The data:
== Segment start ==
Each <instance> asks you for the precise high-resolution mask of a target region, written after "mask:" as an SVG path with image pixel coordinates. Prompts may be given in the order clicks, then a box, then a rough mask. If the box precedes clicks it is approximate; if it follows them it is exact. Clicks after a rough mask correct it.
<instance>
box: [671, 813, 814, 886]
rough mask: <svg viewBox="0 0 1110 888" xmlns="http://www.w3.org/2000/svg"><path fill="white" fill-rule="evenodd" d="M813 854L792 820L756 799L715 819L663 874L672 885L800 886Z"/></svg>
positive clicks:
== Segment end ==
== Segment start ==
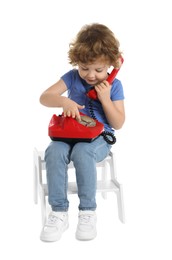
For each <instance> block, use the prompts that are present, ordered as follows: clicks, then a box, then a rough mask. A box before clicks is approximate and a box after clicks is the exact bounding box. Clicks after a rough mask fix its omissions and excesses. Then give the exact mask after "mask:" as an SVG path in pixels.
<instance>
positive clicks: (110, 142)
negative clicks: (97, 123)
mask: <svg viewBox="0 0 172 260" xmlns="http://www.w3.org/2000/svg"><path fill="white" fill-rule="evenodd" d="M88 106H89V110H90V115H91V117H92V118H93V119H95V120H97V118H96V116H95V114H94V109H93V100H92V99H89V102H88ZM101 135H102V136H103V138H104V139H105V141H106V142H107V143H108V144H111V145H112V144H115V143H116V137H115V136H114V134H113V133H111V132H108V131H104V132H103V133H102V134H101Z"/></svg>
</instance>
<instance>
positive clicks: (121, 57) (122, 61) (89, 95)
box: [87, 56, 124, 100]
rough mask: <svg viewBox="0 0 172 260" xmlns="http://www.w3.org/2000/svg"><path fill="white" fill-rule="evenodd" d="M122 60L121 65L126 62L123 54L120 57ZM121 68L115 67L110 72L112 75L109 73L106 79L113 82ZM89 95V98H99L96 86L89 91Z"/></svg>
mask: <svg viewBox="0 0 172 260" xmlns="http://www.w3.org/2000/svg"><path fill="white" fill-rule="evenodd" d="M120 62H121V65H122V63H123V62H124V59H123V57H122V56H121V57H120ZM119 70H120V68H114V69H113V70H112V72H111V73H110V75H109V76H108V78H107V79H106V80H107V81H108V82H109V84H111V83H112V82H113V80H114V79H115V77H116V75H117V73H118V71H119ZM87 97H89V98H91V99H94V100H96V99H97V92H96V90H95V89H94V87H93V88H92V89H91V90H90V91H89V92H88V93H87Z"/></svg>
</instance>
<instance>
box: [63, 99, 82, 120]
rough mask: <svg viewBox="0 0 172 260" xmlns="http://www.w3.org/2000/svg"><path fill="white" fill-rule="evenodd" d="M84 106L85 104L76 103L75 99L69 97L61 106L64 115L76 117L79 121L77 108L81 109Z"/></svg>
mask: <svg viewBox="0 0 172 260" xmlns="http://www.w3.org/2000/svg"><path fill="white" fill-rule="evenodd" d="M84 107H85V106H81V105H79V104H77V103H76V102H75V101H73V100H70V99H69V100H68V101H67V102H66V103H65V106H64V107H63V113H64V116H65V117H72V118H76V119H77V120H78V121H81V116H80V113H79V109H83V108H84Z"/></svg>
== Segment end ==
== Segment start ==
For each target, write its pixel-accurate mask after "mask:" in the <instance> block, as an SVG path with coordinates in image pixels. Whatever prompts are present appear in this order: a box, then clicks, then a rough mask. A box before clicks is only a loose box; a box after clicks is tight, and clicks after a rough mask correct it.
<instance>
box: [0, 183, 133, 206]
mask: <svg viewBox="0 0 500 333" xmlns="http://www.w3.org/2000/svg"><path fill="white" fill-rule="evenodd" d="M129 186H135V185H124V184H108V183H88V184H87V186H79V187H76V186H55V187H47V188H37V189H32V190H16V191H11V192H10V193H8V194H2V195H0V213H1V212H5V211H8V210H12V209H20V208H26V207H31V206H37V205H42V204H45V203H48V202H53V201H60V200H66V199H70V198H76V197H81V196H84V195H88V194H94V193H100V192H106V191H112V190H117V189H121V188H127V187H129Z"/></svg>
== Segment end ==
Task instructions:
How many of the lines above contain the word "positive"? Reply with the number only.

Written reply:
3